[Records of labeled points]

┌──

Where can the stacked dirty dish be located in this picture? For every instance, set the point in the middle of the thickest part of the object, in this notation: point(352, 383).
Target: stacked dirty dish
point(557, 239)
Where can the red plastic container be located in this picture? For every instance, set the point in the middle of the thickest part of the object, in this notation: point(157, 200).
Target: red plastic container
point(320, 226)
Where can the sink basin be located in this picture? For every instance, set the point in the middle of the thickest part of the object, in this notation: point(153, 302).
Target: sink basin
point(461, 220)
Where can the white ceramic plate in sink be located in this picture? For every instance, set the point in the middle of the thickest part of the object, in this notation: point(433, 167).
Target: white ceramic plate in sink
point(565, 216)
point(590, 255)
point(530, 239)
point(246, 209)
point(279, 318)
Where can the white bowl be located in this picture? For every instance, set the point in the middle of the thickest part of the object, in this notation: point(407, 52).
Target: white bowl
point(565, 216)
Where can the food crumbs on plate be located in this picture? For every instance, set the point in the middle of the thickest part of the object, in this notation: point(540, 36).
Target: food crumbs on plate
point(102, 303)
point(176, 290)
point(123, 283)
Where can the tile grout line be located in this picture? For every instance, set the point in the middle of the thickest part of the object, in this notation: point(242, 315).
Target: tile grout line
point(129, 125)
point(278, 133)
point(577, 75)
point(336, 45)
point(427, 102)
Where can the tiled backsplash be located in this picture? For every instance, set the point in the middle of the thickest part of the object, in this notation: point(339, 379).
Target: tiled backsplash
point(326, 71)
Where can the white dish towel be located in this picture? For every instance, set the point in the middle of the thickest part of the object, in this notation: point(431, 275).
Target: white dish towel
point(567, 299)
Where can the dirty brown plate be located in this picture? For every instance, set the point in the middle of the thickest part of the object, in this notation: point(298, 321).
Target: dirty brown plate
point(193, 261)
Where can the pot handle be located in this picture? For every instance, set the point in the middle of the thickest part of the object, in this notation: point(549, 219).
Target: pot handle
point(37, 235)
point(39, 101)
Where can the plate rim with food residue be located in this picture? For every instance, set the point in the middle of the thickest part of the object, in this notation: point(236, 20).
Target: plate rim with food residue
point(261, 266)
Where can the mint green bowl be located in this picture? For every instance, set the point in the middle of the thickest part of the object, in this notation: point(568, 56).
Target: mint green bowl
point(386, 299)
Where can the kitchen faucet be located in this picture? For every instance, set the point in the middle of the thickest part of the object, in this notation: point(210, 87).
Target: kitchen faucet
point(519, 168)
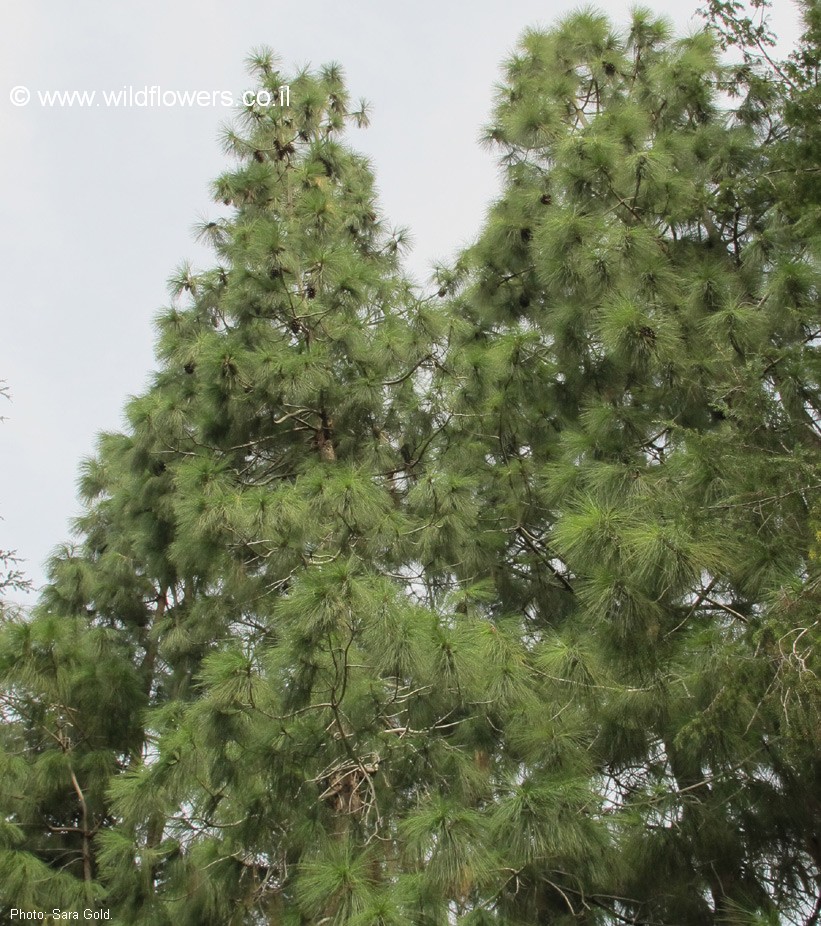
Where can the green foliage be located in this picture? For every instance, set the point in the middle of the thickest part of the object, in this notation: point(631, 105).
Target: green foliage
point(498, 606)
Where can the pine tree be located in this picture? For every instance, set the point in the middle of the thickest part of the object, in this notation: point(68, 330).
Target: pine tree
point(640, 383)
point(496, 606)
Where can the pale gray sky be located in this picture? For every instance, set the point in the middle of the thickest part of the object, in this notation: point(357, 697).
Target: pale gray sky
point(100, 201)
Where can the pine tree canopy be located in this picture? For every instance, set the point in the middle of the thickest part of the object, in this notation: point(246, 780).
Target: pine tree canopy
point(498, 605)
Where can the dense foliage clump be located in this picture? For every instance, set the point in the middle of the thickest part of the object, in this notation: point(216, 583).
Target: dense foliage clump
point(494, 606)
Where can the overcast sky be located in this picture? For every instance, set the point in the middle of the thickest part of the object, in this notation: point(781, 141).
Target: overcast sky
point(99, 201)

└──

• **INSTRUCTIONS FOR THE TASK**
Edit the records above by changing each "thickest part" to "widest part" and keeping everything else the same. Write out the edited text without the pictures.

• **ANSWER TO THIS EXERCISE**
Where can the stacked dirty dish be located in this picture? For every instance, set the point in the middle of the widest part of the object, in this notation: point(352, 383).
Target: stacked dirty dish
point(557, 239)
Where can the red plastic container be located in this picture? For every instance, set the point in the middle of the widest part of the object, in this notation: point(157, 200).
Target: red plastic container
point(320, 226)
Where can the sink basin be located in this picture? For every instance, set the point in the middle of the widest part of the object, in this notation: point(153, 302).
Target: sink basin
point(461, 220)
Where can the white ceramic plate in sink be located in this picture? For every instance, set the point in the middle of the widest part of the object, in this notation: point(433, 167).
Target: white ceramic plate in sink
point(565, 216)
point(590, 255)
point(530, 239)
point(246, 209)
point(279, 318)
Where can the white bowl be located in this picture? For every instance, set the point in the middle of the widest part of the object, in this notation: point(407, 52).
Target: white bowl
point(565, 216)
Where can the food crumbs on plate be located in this picture? For every instance, set the point in the middle of the widest part of the object, in this notation: point(540, 36).
Target: food crumbs on plate
point(102, 303)
point(176, 290)
point(123, 283)
Where can the tile grout line be located in this picture? For every instance, set the point in the middle of the widest part of the object, in this notation: point(242, 315).
Target: tile grout line
point(129, 125)
point(278, 133)
point(577, 75)
point(336, 45)
point(427, 102)
Where can the tiled backsplash be located in this picture? For every instance, set the point in the middle of the widest part of the object, in this notation: point(339, 379).
Target: tiled backsplash
point(326, 71)
Where can the white dish towel be located in this picture? For every instance, set the point in the middle of the widest part of the object, in this notation: point(431, 275).
Target: white dish towel
point(567, 299)
Where can the dirty brown plate be located in this picture? For every instance, set the point in the middle of the widest part of the object, in this notation: point(298, 321).
Target: dirty brown plate
point(193, 261)
Where can the pot handle be located in this picture? For every instance, set the point in the middle of the widest part of the object, in this notation: point(549, 219).
Target: pot handle
point(37, 235)
point(39, 101)
Where can the plate rim with food residue be located in this picture? For every instance, set the point in the middle of the widest part of the object, in this notation: point(236, 20).
Target: plate rim with food residue
point(261, 266)
Where can the mint green bowl be located in this picture? For every instance, set the point in the middle of the widest part of the object, in this notation: point(568, 56).
Target: mint green bowl
point(386, 299)
Where can the kitchen faucet be located in this picture? For every instance, set the point in the middle of the widest part of the object, in this notation: point(210, 87).
Target: kitchen faucet
point(519, 168)
Where can the green foliage be located in this picture? For every instance, set the point in the middle of the widest part of the object, in this notation: point(631, 105).
Target: green foliage
point(498, 606)
Where can the pine tree be located in this picture? For every instance, set the point in the middle of the widest part of the object, in this notation: point(68, 330).
Target: pine tree
point(640, 383)
point(496, 606)
Where can the pale gray sky be located in this picture? For every instance, set the point in the middle of the widest part of the object, in this notation: point(357, 697).
Target: pale gray sky
point(100, 201)
Where can the pine tree canopy be located in this picture? For every instance, set the point in the middle of the widest part of the object, in this notation: point(246, 780).
Target: pine tree canopy
point(498, 605)
Where can the dense foliage clump be located in this picture? For every instance, set the point in the middle of the widest part of the object, in this notation: point(216, 583).
Target: dense foliage clump
point(494, 606)
Where can the overcast sky be located in this picture? For every instance, set the point in the middle of the widest part of the object, in this notation: point(781, 141).
Target: overcast sky
point(99, 201)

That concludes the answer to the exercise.